-- start TEXT SECTION --

# Suggestions for 3-Axis Skull Routines



## asterix0 (Nov 5, 2008)

Hi,

I've finished my 3-Axis skull and am asking myself "Now what?" Can any suggest songs or routines that I could use?

My skull is a Graveyard Skulls 3-Axis with moving eyes lit by an LED. The skull is on a PVC body form and holds a singing pumpkin (LEDs+servo driven mouth).

Thanks...


----------



## asterix0 (Nov 5, 2008)

Anyone??


----------



## BTH (Jul 2, 2006)

I just finished doing a Tom Waits - "What's He Building In There?" routine for my latest 3 axis(no eye movement). I am quite pleased with how it turned out. I pretty much copied it from another haunter who also built the Bellecosi prop, but I am putting my own twist on it. Not sure of his name but here is a video of his haunt. Spectacular work. 



 When mine is completely finished, I will post. Maybe another week. I'm waiting on some shackles and a hat. A couple of years ago I also did a couple of 3 axis skulls doing a parody of Abbott and Costello's "Who's on First". I love that routine.


----------



## asterix0 (Nov 5, 2008)

Thanks for the video. What an amazing haunt!


----------



## asterix0 (Nov 5, 2008)

BTH,

I looked at your Photobucket link. You've got quite a haunt! I especially like your Crate Monster. To get fog, did you rewire the switch that comes with the fogger?

Asterix0


----------



## BTH (Jul 2, 2006)

I don't want to hijack this thread, but yes I used a relay to run the fog from a prop1 microcontroller. 
Asterix0, would it be possible to see a pic or video of your 3 axis and pumpkin? Sounds like you could do just about anything you wanted for the two creations. What type of haunt do you have? Is there a theme, or is it like mine, just a collaboration of what ever I think is cool?


----------



## asterix0 (Nov 5, 2008)

BTH,

I'm hoping to make a video of the skeleton and pumpkin this weekend.

We're not up to the theme level yet. That's a goal but this year we're focusing on building a few nifty props.

Asterix0


----------



## BTH (Jul 2, 2006)

Asterix0, Themes are overrated in my opinion. There is only one true theme........Halloween. Everything else is just fluff. Make it into what ever makes you happy. I have gone in 16 different directions over the years and the last thing I want is to be tied to a theme. Cramps my creativity. Just turn that inner demon loose, heh?


----------



## wandererrob (Aug 8, 2007)

I don't mean to hijack the thread, but damn BTH! Outstanding! That video is pretty messed up. I love it! 

Back to out regularly scheduled program...

What your routine is will depend heavily on how you want it to incorporate into your haunt. For example, will this be a greeter or will it be a character within the haunt? Perhaps you want something to keep the people in line (if you have a line) entertained.

For a greeter, you could come up with some sort of intro to your haunt. I've got a talking skeleton (not 3-axis though. Maybe someday I'll upgrade him) in my crypt that has 5 short speeches he makes at random. Just 30 second blurbs to the effect of "welcome to lost lake cemetery. Don't expect to leave alive" that sort of thing. 

He sort of doubles as greeter and a character. If you want your skull to actually perform in the haunt, then somehting appropriate to the role. BTH's video showed this beautifully.

For general entertainment, this is where a song might come in. Where do we start with the list of Halloween related songs? This is Halloween is always a classic. I like All Hallow's Eve by Type O Negative, and it might work well because you don't have the emsemble singing cast to worry about. Just a couple of ideas though.

Anyway, home in on what role you want this prop to play and that will go a long way toward figuring out your routine.


----------

-- end TEXT SECTION --

INSTRUCTION:
Write down the part of the skull routine thread that begins at the words "For a greeter, you" and ends after "of ideas though.", with no changes. The records aren't needed here.

-- start DATA SECTION --

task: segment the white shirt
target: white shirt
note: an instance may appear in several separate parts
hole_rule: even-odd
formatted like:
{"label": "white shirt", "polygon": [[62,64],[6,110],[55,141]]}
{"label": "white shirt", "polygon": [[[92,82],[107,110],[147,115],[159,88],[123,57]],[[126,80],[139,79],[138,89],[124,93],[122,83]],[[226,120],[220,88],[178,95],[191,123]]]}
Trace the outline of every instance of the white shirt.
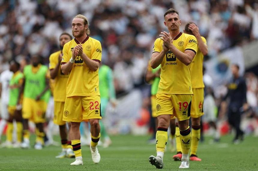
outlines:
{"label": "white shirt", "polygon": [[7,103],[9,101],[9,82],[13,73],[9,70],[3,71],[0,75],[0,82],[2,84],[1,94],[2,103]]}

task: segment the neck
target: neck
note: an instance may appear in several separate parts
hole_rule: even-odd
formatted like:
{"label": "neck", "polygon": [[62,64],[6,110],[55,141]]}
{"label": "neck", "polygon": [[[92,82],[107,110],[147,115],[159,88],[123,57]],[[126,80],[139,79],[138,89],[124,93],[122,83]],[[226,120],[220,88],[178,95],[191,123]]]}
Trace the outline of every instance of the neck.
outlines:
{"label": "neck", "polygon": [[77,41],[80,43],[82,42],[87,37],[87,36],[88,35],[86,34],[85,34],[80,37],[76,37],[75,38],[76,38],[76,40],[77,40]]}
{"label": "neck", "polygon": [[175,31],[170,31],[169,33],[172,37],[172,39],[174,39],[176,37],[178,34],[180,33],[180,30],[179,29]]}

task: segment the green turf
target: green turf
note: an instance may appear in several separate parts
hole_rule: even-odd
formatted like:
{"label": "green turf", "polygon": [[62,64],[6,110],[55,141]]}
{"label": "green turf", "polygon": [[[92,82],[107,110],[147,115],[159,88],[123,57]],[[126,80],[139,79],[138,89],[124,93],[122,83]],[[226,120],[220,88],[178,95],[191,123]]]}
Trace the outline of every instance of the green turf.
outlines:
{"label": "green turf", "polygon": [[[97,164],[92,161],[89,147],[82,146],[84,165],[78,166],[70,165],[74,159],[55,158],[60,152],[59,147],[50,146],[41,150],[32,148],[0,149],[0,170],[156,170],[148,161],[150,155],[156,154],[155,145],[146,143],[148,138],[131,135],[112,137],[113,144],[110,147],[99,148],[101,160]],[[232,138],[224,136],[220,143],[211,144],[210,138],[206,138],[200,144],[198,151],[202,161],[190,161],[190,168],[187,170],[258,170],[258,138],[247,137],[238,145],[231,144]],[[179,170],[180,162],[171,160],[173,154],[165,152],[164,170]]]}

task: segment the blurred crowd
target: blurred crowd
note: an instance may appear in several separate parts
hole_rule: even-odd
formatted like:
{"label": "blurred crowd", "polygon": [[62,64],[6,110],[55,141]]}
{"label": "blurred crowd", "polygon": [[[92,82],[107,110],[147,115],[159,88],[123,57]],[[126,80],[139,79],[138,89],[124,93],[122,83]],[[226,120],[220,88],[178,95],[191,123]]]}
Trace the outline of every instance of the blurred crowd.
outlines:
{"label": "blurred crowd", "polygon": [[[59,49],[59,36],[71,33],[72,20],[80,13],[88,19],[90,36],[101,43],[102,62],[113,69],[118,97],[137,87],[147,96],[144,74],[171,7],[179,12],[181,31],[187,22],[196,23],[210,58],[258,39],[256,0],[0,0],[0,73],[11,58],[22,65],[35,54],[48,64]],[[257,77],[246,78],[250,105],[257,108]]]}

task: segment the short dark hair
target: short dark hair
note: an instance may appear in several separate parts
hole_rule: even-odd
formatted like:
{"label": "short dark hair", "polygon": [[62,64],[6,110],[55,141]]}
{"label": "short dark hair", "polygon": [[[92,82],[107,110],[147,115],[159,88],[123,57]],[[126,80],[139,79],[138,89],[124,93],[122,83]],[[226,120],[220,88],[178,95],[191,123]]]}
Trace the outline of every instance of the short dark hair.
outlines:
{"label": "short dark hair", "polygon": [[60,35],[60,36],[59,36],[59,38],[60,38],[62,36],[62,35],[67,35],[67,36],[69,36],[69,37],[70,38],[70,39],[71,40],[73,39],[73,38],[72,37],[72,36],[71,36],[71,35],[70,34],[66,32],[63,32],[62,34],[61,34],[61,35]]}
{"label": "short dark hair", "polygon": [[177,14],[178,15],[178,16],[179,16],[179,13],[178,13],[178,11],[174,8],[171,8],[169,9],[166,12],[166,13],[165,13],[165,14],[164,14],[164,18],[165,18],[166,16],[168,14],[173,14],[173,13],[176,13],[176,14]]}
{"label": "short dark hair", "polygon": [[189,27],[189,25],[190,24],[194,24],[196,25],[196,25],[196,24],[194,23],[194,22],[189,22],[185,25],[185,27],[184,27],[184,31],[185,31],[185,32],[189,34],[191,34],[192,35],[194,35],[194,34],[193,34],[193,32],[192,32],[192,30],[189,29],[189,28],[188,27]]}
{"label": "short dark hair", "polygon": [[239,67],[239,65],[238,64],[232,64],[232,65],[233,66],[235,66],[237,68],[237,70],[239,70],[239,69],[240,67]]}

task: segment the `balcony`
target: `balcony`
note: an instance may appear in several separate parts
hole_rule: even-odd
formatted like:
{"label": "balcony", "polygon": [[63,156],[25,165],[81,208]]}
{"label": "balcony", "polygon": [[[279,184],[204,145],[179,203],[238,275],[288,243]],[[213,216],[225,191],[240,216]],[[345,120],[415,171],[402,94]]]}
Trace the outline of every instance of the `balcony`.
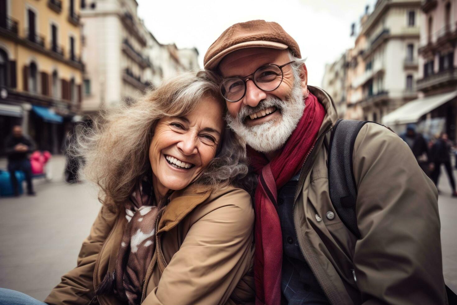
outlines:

-- end DATA SECTION --
-- start DATA SECTION --

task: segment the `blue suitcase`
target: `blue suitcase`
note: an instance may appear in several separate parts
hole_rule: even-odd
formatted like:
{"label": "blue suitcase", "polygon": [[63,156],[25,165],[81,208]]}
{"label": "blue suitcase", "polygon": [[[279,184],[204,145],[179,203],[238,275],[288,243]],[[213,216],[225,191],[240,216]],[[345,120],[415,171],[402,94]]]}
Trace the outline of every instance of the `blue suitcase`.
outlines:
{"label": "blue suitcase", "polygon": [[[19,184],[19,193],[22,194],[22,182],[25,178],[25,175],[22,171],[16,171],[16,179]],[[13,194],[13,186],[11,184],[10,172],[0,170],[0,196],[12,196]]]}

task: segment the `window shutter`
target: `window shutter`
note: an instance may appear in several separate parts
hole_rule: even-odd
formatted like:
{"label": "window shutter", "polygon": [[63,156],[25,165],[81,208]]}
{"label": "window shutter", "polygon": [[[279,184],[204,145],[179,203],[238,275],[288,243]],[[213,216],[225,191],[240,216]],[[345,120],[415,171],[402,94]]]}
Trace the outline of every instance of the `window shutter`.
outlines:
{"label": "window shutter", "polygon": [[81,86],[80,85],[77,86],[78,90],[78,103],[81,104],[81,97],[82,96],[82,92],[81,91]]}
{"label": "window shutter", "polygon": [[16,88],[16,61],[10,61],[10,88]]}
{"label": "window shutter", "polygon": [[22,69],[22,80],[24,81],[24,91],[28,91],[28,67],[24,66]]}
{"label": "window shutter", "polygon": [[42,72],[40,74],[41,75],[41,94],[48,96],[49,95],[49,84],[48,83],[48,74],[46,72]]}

-- end DATA SECTION --

FINAL RESULT:
For a greeter, you could come up with some sort of intro to your haunt. I've got a talking skeleton (not 3-axis though. Maybe someday I'll upgrade him) in my crypt that has 5 short speeches he makes at random. Just 30 second blurbs to the effect of "welcome to lost lake cemetery. Don't expect to leave alive" that sort of thing. 

He sort of doubles as greeter and a character. If you want your skull to actually perform in the haunt, then somehting appropriate to the role. BTH's video showed this beautifully.

For general entertainment, this is where a song might come in. Where do we start with the list of Halloween related songs? This is Halloween is always a classic. I like All Hallow's Eve by Type O Negative, and it might work well because you don't have the emsemble singing cast to worry about. Just a couple of ideas though.